EXERCISE GOAL — Could you restate the entries below word for word and leave out the pictures?

SOURCE MATERIAL —
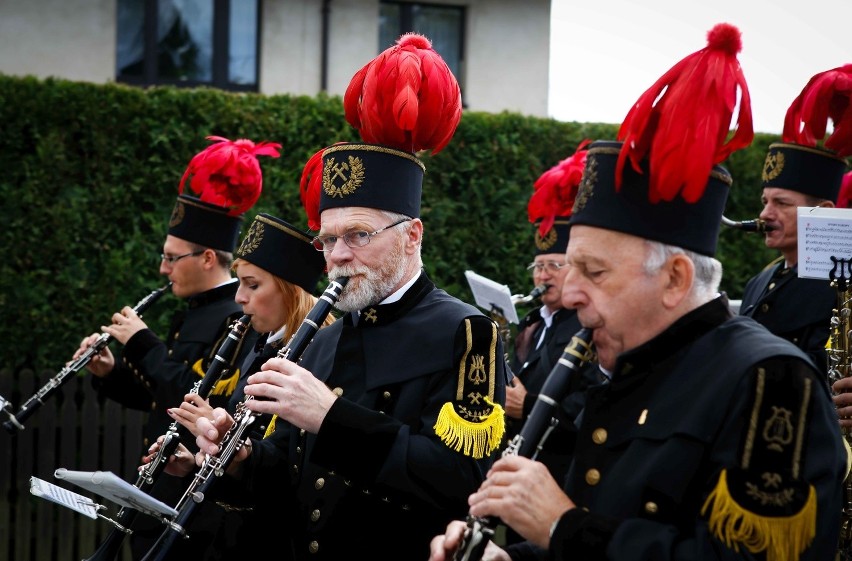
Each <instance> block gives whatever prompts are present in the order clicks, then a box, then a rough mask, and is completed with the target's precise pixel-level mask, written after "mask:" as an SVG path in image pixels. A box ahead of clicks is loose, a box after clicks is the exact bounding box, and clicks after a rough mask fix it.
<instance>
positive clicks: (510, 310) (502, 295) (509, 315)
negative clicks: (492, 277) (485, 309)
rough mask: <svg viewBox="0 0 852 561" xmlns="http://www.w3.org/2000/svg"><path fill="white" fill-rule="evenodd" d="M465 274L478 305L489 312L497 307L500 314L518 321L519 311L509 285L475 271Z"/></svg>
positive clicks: (504, 316)
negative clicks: (516, 305)
mask: <svg viewBox="0 0 852 561" xmlns="http://www.w3.org/2000/svg"><path fill="white" fill-rule="evenodd" d="M464 276H465V277H467V283H468V284H469V285H470V289H471V291H472V292H473V297H474V299H475V300H476V305H477V306H479V307H480V308H483V309H486V310H488V311H489V312H490V311H491V310H492V309H493V308H497V309H498V311H499V312H500V315H502V316H503V317H504V318H506V319H507V320H508V321H509V323H514V324H517V323H518V312H517V310H515V304H514V303H512V293H511V291H509V287H508V286H506V285H505V284H499V283H497V282H494V281H493V280H491V279H489V278H487V277H483V276H482V275H478V274H476V273H474V272H473V271H465V272H464Z"/></svg>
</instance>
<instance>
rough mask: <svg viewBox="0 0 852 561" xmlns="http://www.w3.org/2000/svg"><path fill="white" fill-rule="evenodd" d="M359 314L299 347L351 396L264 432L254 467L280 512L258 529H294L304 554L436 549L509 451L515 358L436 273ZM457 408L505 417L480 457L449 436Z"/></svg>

PROBLEM SOLUTION —
Each <instance> block gives whatever prompts are present in the order clicks, then a box, then a rough mask, and is completed with the target's precise pixel-level mask, written after "mask:" as an SVG path in image pixels. A box ahead of clicks is loose, a box after clicks is the exact bounding box, and clicks after a rough mask fix it.
<instance>
positive clicks: (510, 310) (502, 295) (509, 315)
negative clicks: (492, 277) (485, 309)
rough mask: <svg viewBox="0 0 852 561" xmlns="http://www.w3.org/2000/svg"><path fill="white" fill-rule="evenodd" d="M465 274L478 305L489 312L497 307L500 314L518 321L519 311L509 285L475 271Z"/></svg>
positive clicks: (504, 316)
negative clicks: (516, 305)
mask: <svg viewBox="0 0 852 561" xmlns="http://www.w3.org/2000/svg"><path fill="white" fill-rule="evenodd" d="M464 276H465V277H467V283H468V284H469V285H470V289H471V291H472V292H473V297H474V299H475V300H476V305H477V306H479V307H480V308H483V309H486V310H488V311H489V312H490V311H491V310H492V309H493V308H497V309H498V311H499V312H500V315H502V316H503V317H504V318H506V319H507V320H508V321H509V323H514V324H517V323H518V312H517V310H515V304H514V303H512V293H511V291H509V287H508V286H506V285H505V284H499V283H497V282H494V281H493V280H491V279H489V278H487V277H483V276H482V275H478V274H476V273H474V272H473V271H465V272H464Z"/></svg>
</instance>
<instance>
rough mask: <svg viewBox="0 0 852 561" xmlns="http://www.w3.org/2000/svg"><path fill="white" fill-rule="evenodd" d="M359 314L299 347L351 396L264 432L254 467L280 512L258 529H294L304 554L436 549L509 451L515 358L436 273ZM457 408L505 417L480 457L449 436Z"/></svg>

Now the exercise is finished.